Output all of the records exactly as written.

§ DATASET EXTRACT
____

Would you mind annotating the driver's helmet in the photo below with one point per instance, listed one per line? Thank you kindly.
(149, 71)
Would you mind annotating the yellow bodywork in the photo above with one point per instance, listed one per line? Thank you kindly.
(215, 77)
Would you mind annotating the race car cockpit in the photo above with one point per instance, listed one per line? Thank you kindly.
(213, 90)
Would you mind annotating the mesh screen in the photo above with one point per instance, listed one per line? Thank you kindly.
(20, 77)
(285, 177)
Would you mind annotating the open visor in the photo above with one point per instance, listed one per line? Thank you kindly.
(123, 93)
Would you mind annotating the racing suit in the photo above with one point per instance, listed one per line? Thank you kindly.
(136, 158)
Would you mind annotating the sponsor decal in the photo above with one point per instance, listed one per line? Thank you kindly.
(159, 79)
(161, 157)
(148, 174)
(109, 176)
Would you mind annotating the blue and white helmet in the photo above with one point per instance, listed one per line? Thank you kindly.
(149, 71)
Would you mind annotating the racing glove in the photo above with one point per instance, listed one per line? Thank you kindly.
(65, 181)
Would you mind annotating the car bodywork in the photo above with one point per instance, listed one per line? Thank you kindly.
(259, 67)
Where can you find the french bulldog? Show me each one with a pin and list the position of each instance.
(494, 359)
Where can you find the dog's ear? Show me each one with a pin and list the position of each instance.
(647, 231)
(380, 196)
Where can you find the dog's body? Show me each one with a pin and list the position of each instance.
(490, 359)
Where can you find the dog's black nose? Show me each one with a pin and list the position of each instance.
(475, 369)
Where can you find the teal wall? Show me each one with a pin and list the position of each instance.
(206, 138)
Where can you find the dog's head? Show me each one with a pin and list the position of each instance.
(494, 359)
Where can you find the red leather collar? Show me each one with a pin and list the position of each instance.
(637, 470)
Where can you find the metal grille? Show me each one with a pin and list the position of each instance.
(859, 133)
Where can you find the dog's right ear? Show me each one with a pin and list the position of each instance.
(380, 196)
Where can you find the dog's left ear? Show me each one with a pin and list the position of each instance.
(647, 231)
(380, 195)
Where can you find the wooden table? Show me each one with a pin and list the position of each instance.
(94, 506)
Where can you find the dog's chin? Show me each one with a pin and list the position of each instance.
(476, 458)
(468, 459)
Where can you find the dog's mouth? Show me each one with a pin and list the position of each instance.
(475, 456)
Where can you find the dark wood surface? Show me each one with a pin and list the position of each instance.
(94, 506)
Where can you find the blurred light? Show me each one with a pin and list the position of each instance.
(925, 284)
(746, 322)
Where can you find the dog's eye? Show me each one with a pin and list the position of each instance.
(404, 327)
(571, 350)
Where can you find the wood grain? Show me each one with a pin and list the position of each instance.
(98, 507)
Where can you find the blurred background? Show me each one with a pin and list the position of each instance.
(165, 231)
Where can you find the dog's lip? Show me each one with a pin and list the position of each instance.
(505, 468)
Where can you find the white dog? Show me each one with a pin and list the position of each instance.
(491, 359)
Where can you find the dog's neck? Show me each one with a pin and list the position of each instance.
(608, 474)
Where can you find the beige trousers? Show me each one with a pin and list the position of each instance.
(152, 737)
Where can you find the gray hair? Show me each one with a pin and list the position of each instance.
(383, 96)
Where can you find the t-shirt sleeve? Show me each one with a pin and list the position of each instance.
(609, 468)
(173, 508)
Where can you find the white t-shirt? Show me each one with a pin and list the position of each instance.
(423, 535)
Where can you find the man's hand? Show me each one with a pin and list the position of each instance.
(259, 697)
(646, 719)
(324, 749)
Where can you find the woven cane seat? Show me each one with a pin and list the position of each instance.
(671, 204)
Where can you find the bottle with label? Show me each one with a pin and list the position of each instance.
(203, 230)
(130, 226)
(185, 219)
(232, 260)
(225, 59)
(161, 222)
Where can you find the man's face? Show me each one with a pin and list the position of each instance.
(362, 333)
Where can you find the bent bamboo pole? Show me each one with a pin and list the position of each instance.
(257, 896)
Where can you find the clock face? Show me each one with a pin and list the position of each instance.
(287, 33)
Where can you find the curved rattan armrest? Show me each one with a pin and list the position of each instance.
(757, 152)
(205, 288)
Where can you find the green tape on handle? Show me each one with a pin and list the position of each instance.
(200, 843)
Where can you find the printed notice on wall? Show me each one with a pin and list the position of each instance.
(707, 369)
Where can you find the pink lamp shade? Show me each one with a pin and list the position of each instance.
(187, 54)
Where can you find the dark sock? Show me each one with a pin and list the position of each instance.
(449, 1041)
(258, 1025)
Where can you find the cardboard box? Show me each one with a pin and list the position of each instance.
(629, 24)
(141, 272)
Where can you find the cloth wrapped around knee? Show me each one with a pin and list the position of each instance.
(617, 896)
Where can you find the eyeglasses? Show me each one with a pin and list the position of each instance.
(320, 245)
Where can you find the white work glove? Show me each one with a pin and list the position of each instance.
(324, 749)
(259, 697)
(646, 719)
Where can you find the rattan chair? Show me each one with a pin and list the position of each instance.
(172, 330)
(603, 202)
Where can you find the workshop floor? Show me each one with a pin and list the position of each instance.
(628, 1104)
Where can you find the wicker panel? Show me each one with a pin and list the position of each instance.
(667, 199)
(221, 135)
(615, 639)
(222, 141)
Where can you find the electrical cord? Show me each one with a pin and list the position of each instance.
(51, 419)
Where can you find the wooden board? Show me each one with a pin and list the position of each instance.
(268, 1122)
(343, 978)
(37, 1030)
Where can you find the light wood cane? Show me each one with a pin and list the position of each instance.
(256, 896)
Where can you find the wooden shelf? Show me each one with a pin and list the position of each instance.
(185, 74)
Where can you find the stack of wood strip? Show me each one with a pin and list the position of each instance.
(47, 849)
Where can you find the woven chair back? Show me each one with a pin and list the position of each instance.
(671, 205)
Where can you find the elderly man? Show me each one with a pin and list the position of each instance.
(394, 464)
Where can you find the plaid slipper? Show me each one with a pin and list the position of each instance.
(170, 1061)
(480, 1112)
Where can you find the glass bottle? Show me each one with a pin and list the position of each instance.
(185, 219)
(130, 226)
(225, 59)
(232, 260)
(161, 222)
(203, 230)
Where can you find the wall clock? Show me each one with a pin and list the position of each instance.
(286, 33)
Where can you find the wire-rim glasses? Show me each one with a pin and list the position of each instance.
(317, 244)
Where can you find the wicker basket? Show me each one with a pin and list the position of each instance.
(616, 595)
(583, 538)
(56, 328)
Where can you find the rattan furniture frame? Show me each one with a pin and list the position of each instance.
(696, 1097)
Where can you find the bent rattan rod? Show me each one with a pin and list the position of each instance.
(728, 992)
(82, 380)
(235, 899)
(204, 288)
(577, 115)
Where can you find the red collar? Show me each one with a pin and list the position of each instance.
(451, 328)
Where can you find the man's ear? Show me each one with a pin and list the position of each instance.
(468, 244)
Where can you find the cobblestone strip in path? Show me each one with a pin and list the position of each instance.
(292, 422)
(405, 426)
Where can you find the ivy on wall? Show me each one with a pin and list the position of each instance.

____

§ PROBLEM SOLUTION
Would you mind annotating the driver's helmet in the photo below with one point per instance, listed one per line? Thank you kindly.
(149, 71)
Would you mind annotating the yellow bodywork in the photo above with one point per instance, listed one per line? Thank you kindly.
(215, 77)
Would you mind annotating the race car cockpit in the photo above with one point per instance, listed one per line? Thank you kindly.
(213, 90)
Would you mind annotating the mesh screen in the photo above with one point per instance, listed one per line? Thank you kindly.
(20, 77)
(285, 177)
Would you mind annotating the open visor in the photo above with one point per instance, listed one per line? Thank you kindly.
(123, 93)
Would you mind annotating the racing suit in the photo above with one point per instance, listed one per line? Thank you kindly.
(136, 158)
Would you mind annotating the sponsor decal in the photo above with one point per instance, listed one per line? Thank you kindly.
(159, 79)
(161, 157)
(148, 174)
(109, 176)
Would you mind annotating the blue and white helmet in the photo above with one point per instance, listed one per line? Thank you kindly.
(149, 71)
Would you mind annotating the racing glove in the photo above with one point per instance, listed one per line? Thank you kindly.
(65, 181)
Would you mind annotating the car bodywork in the photo above with one point per instance, listed one per line? Thank you kindly.
(259, 67)
Where can you find the french bulldog? Show me each one with a pin and list the position of each instance.
(494, 359)
Where can you find the dog's ear? Show me each one with a pin and list the position of each instance.
(647, 231)
(380, 196)
Where can you find the dog's body? Show me each one with a pin and list the position of each instance.
(490, 359)
Where can you find the dog's black nose? Show me each one with a pin and list the position of each instance.
(475, 369)
Where can you find the teal wall? Show me each one with a pin and list the position of each instance.
(206, 138)
Where can you find the dog's head? Show me each one with a pin and list the position of each instance.
(494, 359)
Where can you find the red leather collar? Show me each one with a pin and list the position of each instance.
(637, 470)
Where can you find the metal grille? Show me each one with a pin and list the position of each instance.
(859, 133)
Where can you find the dog's right ear? Show me each one with a pin and list the position of each instance.
(380, 196)
Where can you find the dog's left ear? Show me each one with a pin and list the position of each instance.
(647, 231)
(380, 195)
Where can you find the wooden table? Show me each one with a pin and list the position of each instance.
(94, 506)
Where can you find the dog's chin? Show me each one with a pin and list the position of each instance.
(476, 458)
(468, 459)
Where can you find the dog's mouth? Show me each one with a pin and list the position of each instance.
(475, 456)
Where can you find the dark wood surface? Show me each one with a pin and list the position of each instance.
(94, 506)
Where can you find the blurred light? Show me each one with a pin and list the position of each instance.
(925, 284)
(746, 322)
Where can you find the dog's eye? Show me each one with a pin and list the position of each instance.
(404, 327)
(571, 350)
Where can you find the wood grain? Show me each one with a pin and list the position of each instance.
(98, 507)
Where can you find the blurred background? Show me each one with a pin and list the position of each instance.
(165, 231)
Where can you find the dog's lip? Show me each one with a pin and list the position of each instance.
(505, 468)
Where can you find the white dog? Show me each one with a pin and list the position of each instance.
(491, 359)
Where can you find the dog's neck? Show me each one with a pin and list the position of each instance.
(608, 474)
Where can you find the beige trousers? Show me each one with a pin and list the position of each instance.
(152, 737)
Where can you find the gray hair? Show me each one with a pin and list the position of each instance.
(383, 96)
Where can you find the t-shirt sleeve? Show me each one with a pin and list the position of each instance.
(609, 468)
(173, 508)
Where can you find the white t-shirt? Show me each one with a pin and list the position of each instance.
(423, 535)
Where can you find the man's hand? Show me each one with a pin and list the position of each instance.
(259, 697)
(646, 719)
(324, 749)
Where can you find the woven cane seat? Show me each one with a pin and list the position of each instance.
(671, 204)
Where can you find the bottle with label? Show me each one with a pin and list the position of each instance.
(203, 230)
(130, 226)
(185, 219)
(232, 260)
(225, 59)
(161, 222)
Where can you find the man's face? Show me each one with a pin and list the position of each instance.
(362, 333)
Where can you find the bent bamboo pole? Show me each one with a pin and list the position of each instance.
(257, 896)
Where can you find the clock face? Show me each one with a pin and list the position of each instance.
(287, 33)
Where can you find the curved rattan armrest? Show me each one with a pin and list the position of each instance.
(757, 152)
(205, 288)
Where can you find the green tape on handle? Show me each one with a pin and list the position of each instance.
(200, 843)
Where can you find the printed notice on wall? Show me each one with a pin and list the position of each instance.
(707, 369)
Where can you find the pink lamp shade? Show me each one with a pin and list the position of each instance.
(187, 54)
Where can you find the dark sock? Show me each one with a pin and list the position of each instance.
(449, 1041)
(258, 1025)
Where can you find the cardboard box? Show me each one with a pin and list the position of each instance.
(629, 24)
(141, 272)
Where can you find the cloth wrapped around knee? Show me each one with a pin and list the position of each instance.
(617, 896)
Where can you find the eyeglasses? Show me each one with a pin and list the position of each instance.
(320, 245)
Where can you find the white work glove? Show me each one with a pin and list the position of each instance.
(324, 749)
(259, 697)
(646, 719)
Where can you find the rattan chair? Show me each one with a pin and list the position of each instance.
(172, 330)
(603, 202)
Where can you find the workshop floor? Show me each one with a pin and list the position of each instance.
(628, 1104)
Where can you find the wicker panel? Show me each one with a pin and list the position of each instance.
(667, 199)
(221, 135)
(615, 639)
(222, 141)
Where can you find the electrical cord? Show me each one with a pin and list the position of each instance.
(51, 419)
Where can you find the wooden board? Show me each one with a pin and list the position of each instance.
(268, 1122)
(343, 978)
(37, 1030)
Where can you find the light wood cane? Show me each one with a pin and list the position of each instance.
(256, 896)
Where can you find the wooden shelf? Show me each one with a pin and list the position of each instance.
(185, 74)
Where can you find the stack of wood strip? Show me each one with a pin and list the position of each instance.
(47, 849)
Where can you find the woven chair back? Show me each one with a pin and list the position of each instance.
(671, 205)
Where can you find the elderly man? Show me each one with a pin and list the position of each instance.
(394, 464)
Where can you find the plaid slipper? Show me each one with a pin and list the position of each instance.
(170, 1061)
(480, 1112)
Where can you find the glass bottle? Show me each one with a pin and list the position of each instance.
(185, 219)
(130, 226)
(225, 59)
(232, 260)
(161, 222)
(203, 230)
Where can you find the wall clock? Show me each one with a pin and list the position of each instance.
(286, 33)
Where can you find the wire-rim glasses? Show me each one with a pin and list the position of each instance.
(317, 244)
Where can you find the wicker basket? Show me each one with a pin and list the position of each instance.
(616, 595)
(583, 538)
(56, 328)
Where can you find the rattan furniture frame? Show me each one with a pin and list the position of each instance.
(696, 1097)
Where can you find the bent rattan rod? Show me each one with a pin and list the position of each instance.
(728, 992)
(82, 380)
(235, 899)
(204, 288)
(577, 115)
Where can you find the red collar? Show me each one with a pin and list the position of each instance.
(451, 328)
Where can you find the man's ear? Show me each one with a pin and list the position of each instance.
(468, 244)
Where can you find the cobblestone strip in path? Show me each one with a pin and list the position of each instance.
(292, 422)
(405, 426)
Where can you find the ivy on wall? Show me each one with a pin and list the position of each instance.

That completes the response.